#### [PROBLEM DETAILS]
Set down again exactly the lines of the listing below that fall between the line holding "Target: open mouth" and the line holding "Sample: <point>289,588</point>", inclusive.

#### [RECORDED INFORMATION]
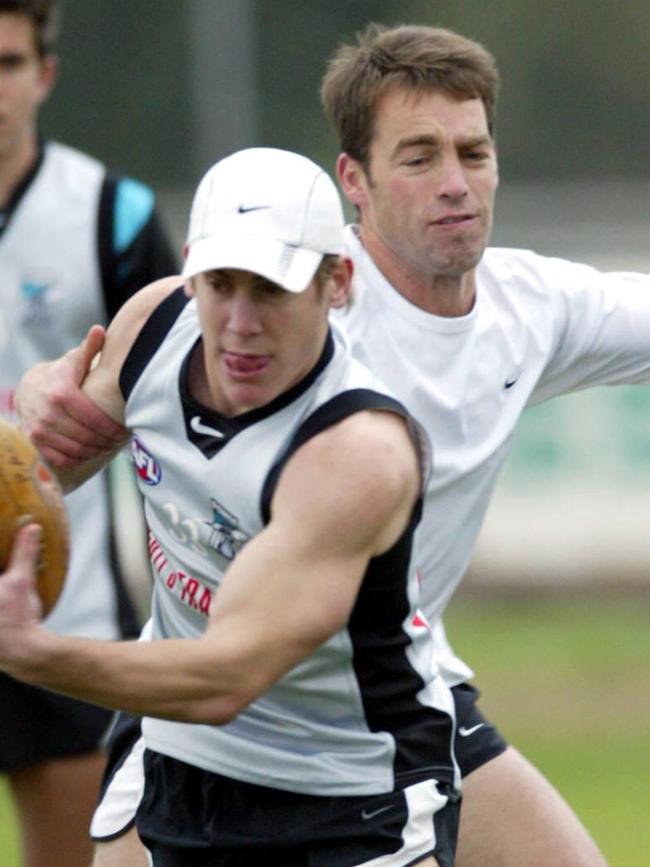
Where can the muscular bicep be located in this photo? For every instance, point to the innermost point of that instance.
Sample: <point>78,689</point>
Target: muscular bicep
<point>343,498</point>
<point>102,383</point>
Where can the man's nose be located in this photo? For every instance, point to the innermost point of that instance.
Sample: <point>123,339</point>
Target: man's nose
<point>243,314</point>
<point>452,181</point>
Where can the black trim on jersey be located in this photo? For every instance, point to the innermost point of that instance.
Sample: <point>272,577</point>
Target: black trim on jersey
<point>147,258</point>
<point>380,659</point>
<point>334,410</point>
<point>127,620</point>
<point>388,683</point>
<point>7,212</point>
<point>150,338</point>
<point>226,427</point>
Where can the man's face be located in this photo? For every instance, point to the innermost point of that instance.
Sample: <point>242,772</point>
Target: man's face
<point>258,339</point>
<point>25,81</point>
<point>427,198</point>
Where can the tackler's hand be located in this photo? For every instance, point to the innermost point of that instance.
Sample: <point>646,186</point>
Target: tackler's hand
<point>64,424</point>
<point>20,605</point>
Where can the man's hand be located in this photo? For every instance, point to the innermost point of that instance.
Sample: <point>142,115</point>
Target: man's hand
<point>20,606</point>
<point>66,426</point>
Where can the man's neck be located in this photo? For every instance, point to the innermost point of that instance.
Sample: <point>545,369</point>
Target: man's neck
<point>441,295</point>
<point>15,162</point>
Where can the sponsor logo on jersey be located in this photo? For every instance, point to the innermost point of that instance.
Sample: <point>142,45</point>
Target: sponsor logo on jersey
<point>188,589</point>
<point>34,296</point>
<point>225,536</point>
<point>146,466</point>
<point>198,427</point>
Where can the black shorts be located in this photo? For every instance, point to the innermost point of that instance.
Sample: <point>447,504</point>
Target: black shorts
<point>477,741</point>
<point>189,817</point>
<point>37,725</point>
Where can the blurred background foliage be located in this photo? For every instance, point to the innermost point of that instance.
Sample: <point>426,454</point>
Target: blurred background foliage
<point>575,101</point>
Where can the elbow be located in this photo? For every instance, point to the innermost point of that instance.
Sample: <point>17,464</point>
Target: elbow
<point>221,710</point>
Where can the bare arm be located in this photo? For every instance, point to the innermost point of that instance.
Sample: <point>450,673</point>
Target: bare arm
<point>286,593</point>
<point>71,407</point>
<point>64,425</point>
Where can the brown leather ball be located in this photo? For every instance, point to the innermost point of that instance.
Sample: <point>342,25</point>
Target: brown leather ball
<point>29,493</point>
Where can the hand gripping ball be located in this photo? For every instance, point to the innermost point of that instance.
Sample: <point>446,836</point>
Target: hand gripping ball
<point>29,493</point>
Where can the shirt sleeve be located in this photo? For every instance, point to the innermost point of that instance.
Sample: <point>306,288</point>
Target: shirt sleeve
<point>602,329</point>
<point>133,248</point>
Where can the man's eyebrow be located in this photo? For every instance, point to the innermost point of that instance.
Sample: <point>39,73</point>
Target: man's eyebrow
<point>415,140</point>
<point>476,141</point>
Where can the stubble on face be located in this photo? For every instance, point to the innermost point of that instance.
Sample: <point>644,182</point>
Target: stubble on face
<point>430,188</point>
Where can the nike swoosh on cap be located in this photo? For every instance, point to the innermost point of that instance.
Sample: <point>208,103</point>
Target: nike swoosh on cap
<point>465,732</point>
<point>198,427</point>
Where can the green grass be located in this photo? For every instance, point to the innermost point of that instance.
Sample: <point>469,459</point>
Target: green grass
<point>9,850</point>
<point>568,682</point>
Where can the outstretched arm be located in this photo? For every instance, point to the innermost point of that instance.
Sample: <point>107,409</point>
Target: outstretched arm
<point>62,422</point>
<point>71,407</point>
<point>287,592</point>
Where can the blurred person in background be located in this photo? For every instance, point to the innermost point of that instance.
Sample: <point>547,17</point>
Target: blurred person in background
<point>467,336</point>
<point>75,242</point>
<point>291,711</point>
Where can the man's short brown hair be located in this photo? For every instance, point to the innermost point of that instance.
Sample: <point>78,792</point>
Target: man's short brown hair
<point>415,57</point>
<point>44,15</point>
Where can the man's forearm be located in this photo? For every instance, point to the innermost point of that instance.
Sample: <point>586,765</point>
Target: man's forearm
<point>172,679</point>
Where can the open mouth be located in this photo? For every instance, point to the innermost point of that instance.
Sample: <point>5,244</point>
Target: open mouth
<point>455,220</point>
<point>240,364</point>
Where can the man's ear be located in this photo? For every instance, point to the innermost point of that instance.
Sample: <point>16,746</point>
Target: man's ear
<point>48,75</point>
<point>353,179</point>
<point>188,287</point>
<point>340,282</point>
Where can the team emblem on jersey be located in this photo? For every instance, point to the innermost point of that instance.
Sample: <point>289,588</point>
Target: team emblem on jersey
<point>225,536</point>
<point>35,295</point>
<point>146,466</point>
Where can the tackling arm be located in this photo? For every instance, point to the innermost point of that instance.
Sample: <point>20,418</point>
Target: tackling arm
<point>287,592</point>
<point>71,407</point>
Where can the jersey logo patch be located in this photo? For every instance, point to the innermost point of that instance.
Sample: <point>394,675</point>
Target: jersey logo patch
<point>34,296</point>
<point>146,466</point>
<point>225,536</point>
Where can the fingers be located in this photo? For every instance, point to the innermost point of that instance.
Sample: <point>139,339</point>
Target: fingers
<point>25,550</point>
<point>87,351</point>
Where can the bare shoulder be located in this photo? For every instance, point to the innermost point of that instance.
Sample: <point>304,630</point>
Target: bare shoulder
<point>130,318</point>
<point>358,479</point>
<point>102,383</point>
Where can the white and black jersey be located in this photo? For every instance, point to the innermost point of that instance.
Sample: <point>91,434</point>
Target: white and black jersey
<point>540,327</point>
<point>363,714</point>
<point>75,242</point>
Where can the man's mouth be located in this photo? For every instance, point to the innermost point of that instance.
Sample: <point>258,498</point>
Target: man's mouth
<point>243,364</point>
<point>454,219</point>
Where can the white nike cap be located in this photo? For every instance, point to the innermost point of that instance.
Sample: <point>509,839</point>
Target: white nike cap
<point>268,211</point>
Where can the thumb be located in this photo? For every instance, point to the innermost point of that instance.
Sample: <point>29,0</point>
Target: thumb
<point>87,350</point>
<point>25,550</point>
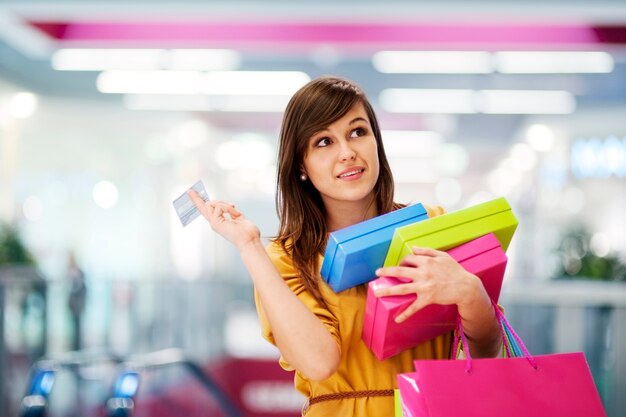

#### [EXERCISE OUTPUT]
Target: open mouth
<point>455,220</point>
<point>240,364</point>
Where can the man's ear be located in this photo? For every instance, point to the innermost point of that instance.
Sample: <point>16,746</point>
Target: man's ear
<point>48,75</point>
<point>353,179</point>
<point>188,287</point>
<point>340,282</point>
Where can the team emblem on jersey be located in this photo? For every instance, point to the innermost point of that instance.
Sample: <point>289,588</point>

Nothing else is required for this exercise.